Последние слова Сербину дались нелегко, на Леонида было жалко смотреть. Слушая боевого друга - теперь начальника политотдела авиации флота, - он сидел, закрыв лицо руками...
- Иван Иванович! - вмешался я в разговор. - А может, зря мы насчет политических выводов. Если подобьют над вражеской территорией, то с протезами из кабины все равно не выбраться. - И в упор посмотрел на Леонида: хотел откровенности, не обессудь, получай без всяких деликатностей. - А там, на земле, трудно определить, какие были ноги - свои, искусственные.
- Твое мнение?!
- Надо просить командующего послать Леонида Георгиевича в Новую Ладогу в учебный полк. И сразу будет видно, где и как его использовать.
Белоусов поднял обожженное лицо и улыбнулся.
- Ладно, - кивнул Сербин, - заметано.
Через два дня вновь приехал Петр Львович Ройтберг. Посидели, поговорили о разных мелочах, сходили вместе на обед, поболтались по двору. Леонид Георгиевич ходил с одной палкой, поскрипывая протезами. Он опять помалкивал, поглядывая на Ройтберга, ждал вестей от командующего.
После прогулки сидели на веранде. Петр Львович прошелся взад-вперед, шумно вздохнул, остановившись против Белоусова.
- Слушай, Ленька, черт полосатый, ну-ка, вдарь-ка меня в живот.
Белоусов не понял, с удивлением посмотрел на друга.
- Сам ты полосатый, чего еще придумал?

ЗАДАНИЯ К РАБОТЕ:
(A) Изложите отрывок о Леониде Белоусове в двух предложениях.
(B) Продолжите отрывок о Леониде Белоусове с того места, на котором он заканчивается.

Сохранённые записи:
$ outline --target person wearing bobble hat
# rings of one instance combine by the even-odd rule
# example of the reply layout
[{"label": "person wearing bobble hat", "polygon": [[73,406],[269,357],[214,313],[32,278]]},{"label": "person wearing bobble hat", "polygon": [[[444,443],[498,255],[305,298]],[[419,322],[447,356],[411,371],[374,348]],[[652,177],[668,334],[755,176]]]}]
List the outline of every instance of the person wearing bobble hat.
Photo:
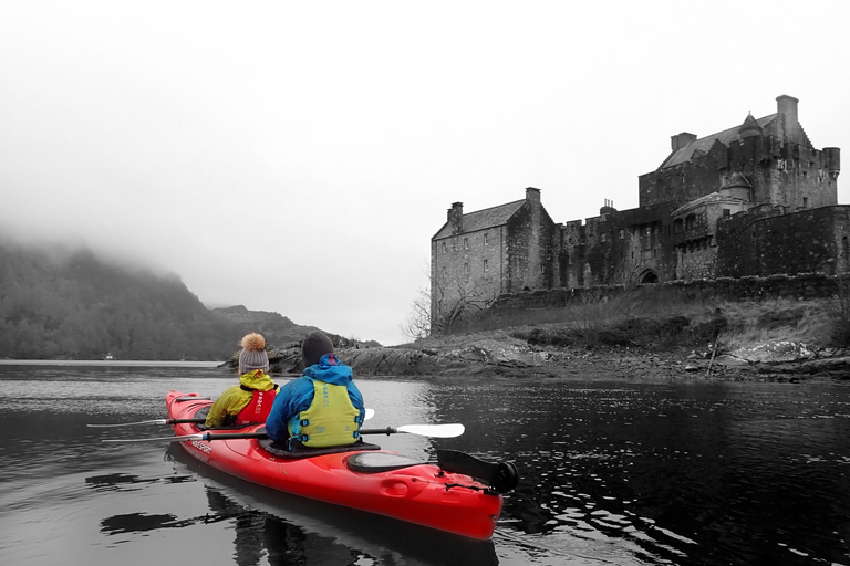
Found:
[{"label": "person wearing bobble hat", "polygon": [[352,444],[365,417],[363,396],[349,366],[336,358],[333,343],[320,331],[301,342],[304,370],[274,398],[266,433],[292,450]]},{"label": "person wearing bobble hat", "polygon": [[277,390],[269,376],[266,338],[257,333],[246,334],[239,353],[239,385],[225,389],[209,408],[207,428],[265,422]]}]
--
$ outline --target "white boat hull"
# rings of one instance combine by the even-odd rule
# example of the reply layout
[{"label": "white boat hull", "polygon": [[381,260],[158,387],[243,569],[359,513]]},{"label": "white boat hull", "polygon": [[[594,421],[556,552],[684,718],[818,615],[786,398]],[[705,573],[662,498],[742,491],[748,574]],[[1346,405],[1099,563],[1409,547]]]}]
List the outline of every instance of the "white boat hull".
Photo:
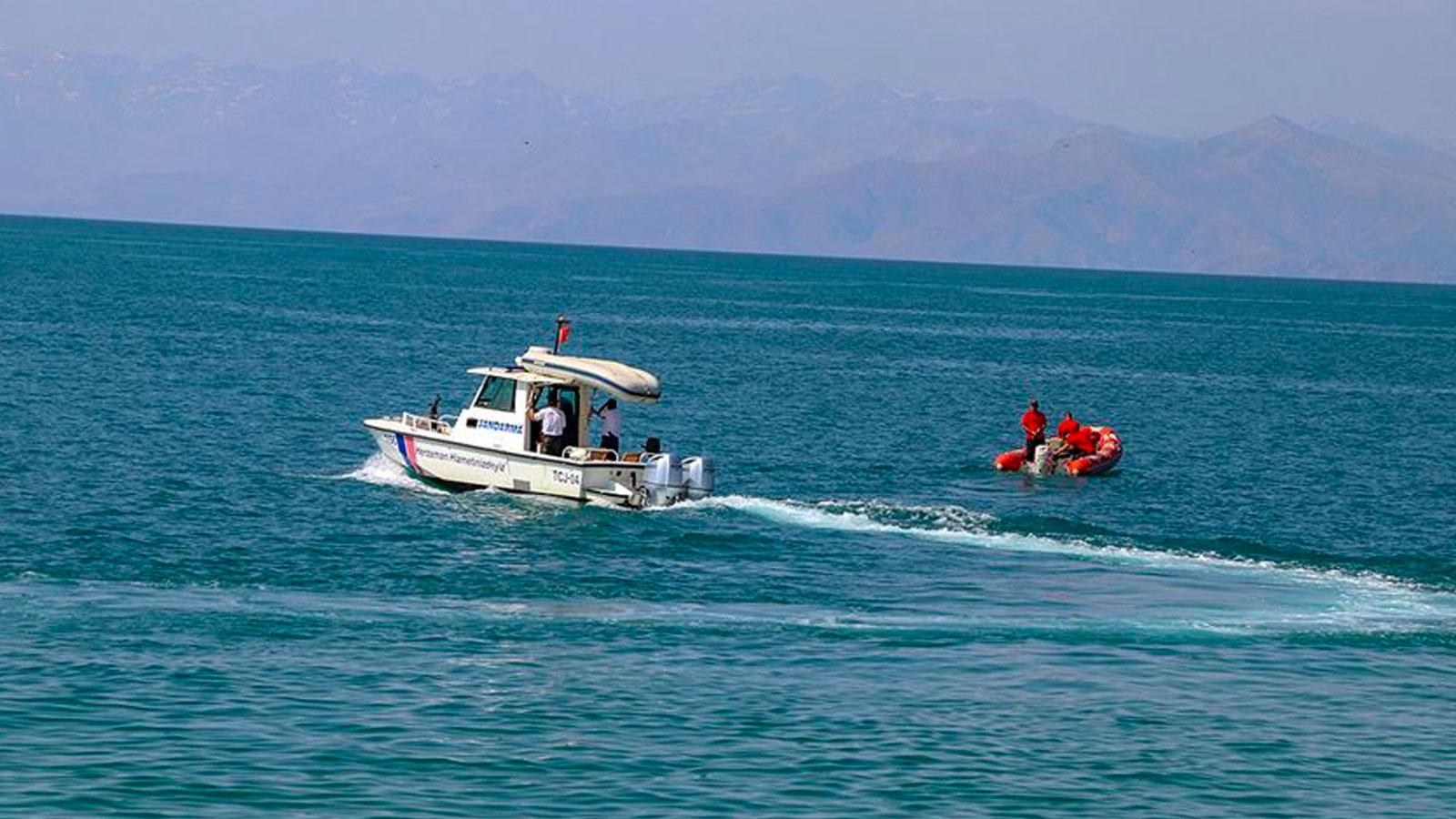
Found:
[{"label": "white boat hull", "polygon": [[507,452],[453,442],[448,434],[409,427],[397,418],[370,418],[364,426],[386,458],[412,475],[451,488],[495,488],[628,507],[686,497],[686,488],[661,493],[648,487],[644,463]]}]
...
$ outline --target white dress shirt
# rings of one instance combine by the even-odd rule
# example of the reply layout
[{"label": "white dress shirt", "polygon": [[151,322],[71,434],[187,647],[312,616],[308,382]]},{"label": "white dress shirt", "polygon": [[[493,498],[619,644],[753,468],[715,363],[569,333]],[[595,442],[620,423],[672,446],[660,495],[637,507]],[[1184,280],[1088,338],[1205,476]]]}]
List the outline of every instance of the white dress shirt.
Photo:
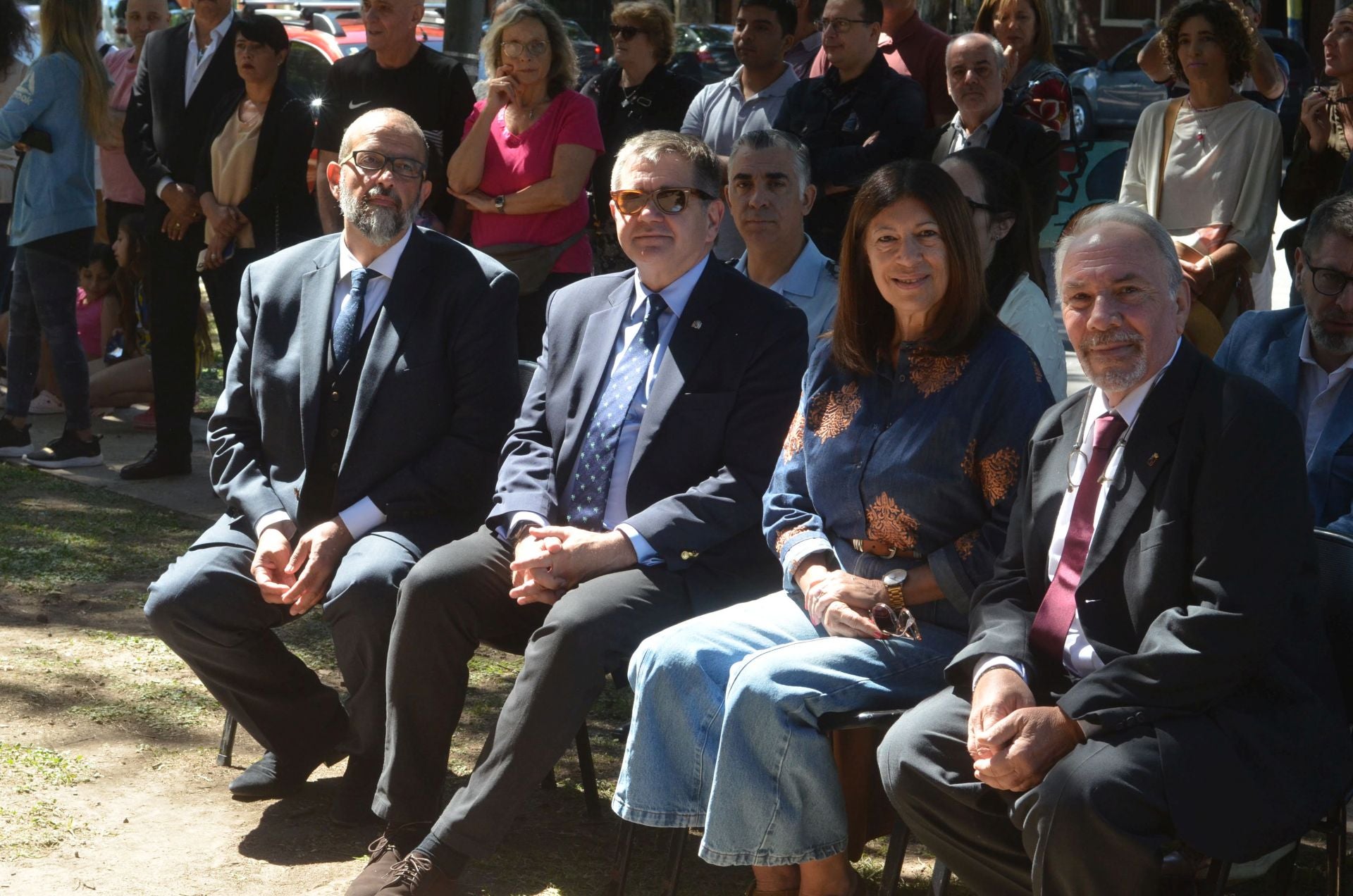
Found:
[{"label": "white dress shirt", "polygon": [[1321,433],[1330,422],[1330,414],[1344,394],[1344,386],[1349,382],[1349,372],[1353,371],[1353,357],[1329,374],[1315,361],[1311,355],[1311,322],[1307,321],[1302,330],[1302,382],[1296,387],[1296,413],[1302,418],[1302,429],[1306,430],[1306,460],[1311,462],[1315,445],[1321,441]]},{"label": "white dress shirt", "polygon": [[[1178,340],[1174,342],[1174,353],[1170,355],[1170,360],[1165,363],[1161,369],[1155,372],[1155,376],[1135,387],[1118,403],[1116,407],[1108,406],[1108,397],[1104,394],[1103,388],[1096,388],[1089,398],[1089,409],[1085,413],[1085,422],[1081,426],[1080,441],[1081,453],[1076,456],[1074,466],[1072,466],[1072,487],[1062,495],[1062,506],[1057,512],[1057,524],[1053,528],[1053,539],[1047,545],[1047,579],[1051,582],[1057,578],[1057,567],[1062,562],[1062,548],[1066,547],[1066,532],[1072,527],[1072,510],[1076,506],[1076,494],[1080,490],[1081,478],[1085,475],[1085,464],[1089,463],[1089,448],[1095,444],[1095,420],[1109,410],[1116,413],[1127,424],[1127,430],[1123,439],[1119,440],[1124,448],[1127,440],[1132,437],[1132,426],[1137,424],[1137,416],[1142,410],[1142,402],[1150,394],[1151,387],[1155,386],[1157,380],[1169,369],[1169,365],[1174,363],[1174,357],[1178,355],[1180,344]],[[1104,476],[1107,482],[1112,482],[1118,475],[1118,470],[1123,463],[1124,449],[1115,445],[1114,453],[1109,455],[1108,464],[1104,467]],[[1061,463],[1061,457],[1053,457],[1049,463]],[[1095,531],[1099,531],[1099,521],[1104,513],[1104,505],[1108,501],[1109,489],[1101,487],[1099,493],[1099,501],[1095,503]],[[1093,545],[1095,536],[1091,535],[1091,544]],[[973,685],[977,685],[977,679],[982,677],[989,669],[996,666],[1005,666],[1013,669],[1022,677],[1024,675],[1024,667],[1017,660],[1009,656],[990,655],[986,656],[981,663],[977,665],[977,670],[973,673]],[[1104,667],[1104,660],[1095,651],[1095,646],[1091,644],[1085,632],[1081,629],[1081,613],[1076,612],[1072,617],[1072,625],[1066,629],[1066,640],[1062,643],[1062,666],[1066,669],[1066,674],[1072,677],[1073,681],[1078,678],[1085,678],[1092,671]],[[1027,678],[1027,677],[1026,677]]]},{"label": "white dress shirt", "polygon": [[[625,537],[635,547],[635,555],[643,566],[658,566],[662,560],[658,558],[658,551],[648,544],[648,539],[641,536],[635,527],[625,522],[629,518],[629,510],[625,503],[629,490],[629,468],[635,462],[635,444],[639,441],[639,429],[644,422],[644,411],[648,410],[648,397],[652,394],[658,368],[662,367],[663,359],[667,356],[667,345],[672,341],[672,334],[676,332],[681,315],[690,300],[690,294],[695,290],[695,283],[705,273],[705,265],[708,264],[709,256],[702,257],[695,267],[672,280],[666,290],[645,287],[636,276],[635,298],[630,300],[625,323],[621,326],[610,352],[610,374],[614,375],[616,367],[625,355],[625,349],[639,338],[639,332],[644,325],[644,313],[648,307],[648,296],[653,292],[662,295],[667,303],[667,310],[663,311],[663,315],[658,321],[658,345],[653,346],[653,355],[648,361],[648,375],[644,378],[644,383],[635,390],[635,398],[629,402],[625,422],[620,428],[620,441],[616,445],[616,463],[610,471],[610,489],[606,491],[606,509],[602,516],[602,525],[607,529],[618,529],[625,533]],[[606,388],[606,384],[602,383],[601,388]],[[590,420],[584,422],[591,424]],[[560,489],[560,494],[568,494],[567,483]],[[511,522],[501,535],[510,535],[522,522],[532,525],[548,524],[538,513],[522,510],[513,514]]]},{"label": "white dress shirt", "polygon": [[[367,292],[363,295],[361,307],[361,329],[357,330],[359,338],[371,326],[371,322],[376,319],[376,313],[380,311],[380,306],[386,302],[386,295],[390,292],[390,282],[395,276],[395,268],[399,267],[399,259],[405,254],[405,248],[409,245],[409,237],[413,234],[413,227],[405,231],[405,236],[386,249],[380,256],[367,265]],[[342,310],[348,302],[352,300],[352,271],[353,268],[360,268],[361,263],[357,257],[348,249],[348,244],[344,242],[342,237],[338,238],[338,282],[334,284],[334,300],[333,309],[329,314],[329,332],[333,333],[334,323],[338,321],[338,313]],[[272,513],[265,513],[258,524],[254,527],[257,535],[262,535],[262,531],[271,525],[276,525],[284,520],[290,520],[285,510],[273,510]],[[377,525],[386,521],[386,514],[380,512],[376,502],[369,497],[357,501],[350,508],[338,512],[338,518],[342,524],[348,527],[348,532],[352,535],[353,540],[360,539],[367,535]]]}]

РЕЗУЛЬТАТЫ ВЫПОЛНЕНИЯ:
(A) В разговоре с Сербином, начальником политотдела авиации флота, рассказчик предложил просить командующего направить Леонида Белоусова, ходившего на протезах, в учебный полк в Новую Ладогу, и Сербин согласился. Через два дня снова приехал Петр Львович Ройтберг, и после прогулки, на веранде, он вдруг попросил Белоусова ударить его в живот, чем удивил друга.

(B)
- Ну что тебе, жалко? Вдарь, только посильнее. Хочу знать, какова сила в ногах, потом отвечу командованию, а то там сомневаются...
Белоусов поочередно ударил протезами, Ройтберг покачнулся, засмеялся:
- Ничего. Тебе бы форвардом в самый раз. - И Ройтберг рассказал нам о разговоре с командующим авиацией Балтики. Тот прямо не возразил против посылки Белоусова в учебный полк. Необходимо согласие командующих флотом и морской авиацией.
В тот же день я поехал с Ройтбергом в штаб авиации. Мы зашли к полковнику Сербину, еще раз обменялись мнениями и втроем отправились к генерал-полковнику авиации М. И. Самохину. Он внимательно выслушал каждого из нас. Задал мне как командиру полка два вопроса: сможет ли Белоусов освоить истребитель Ла-5 и на какую должность в полку можно его назначить?
Я уверенно ответил:
- Если он научился ходить на двух протезах с одной палкой, то "лавочкина" освоит! Тем более что управление тормозами на этом самолете вынесено к ручке пилота, от действия ног мало что зависит. А назначить его можно в наш полк заместителем по летной части.
- Ну хорошо, пишите ходатайство, дам указание командиру учебного полка насчет учебных тренировок, а там посмотрим.
Я понял: генерал хочет, чтобы ветеран войны и авиации вернулся в строй.
Возвратившись из штаба авиации, я передал Леониду Георгиевичу нашу беседу с М. И. Самохиным. Он быстро встал со стула, взял палку, прошел по комнате, вновь сел, набрал полную грудь воздуха и помолодевшим голосом впервые назвал меня по имени:
- Вася! Спасибо вам всем, что живете моей жизнью, моим горем. Я верю в себя, любой самолет освою, не сомневайся.
Утром, когда мы шли в столовую, Леонид Георгиевич, взяв мою супругу под руку, весело спросил:
- Как, Сашенька, вам отдыхалось? Наверное, не слышали за стенкой моего ворочанья. Сегодня первую ночь мертвецки спал. А раненько успел письмо написать - Ниночке и дочери. Ведь уехал-то против их воли и желания. Не поверили, что буду летать, а я буду!
И прошелся вокруг нас, приплясывая на скрипучих протезах...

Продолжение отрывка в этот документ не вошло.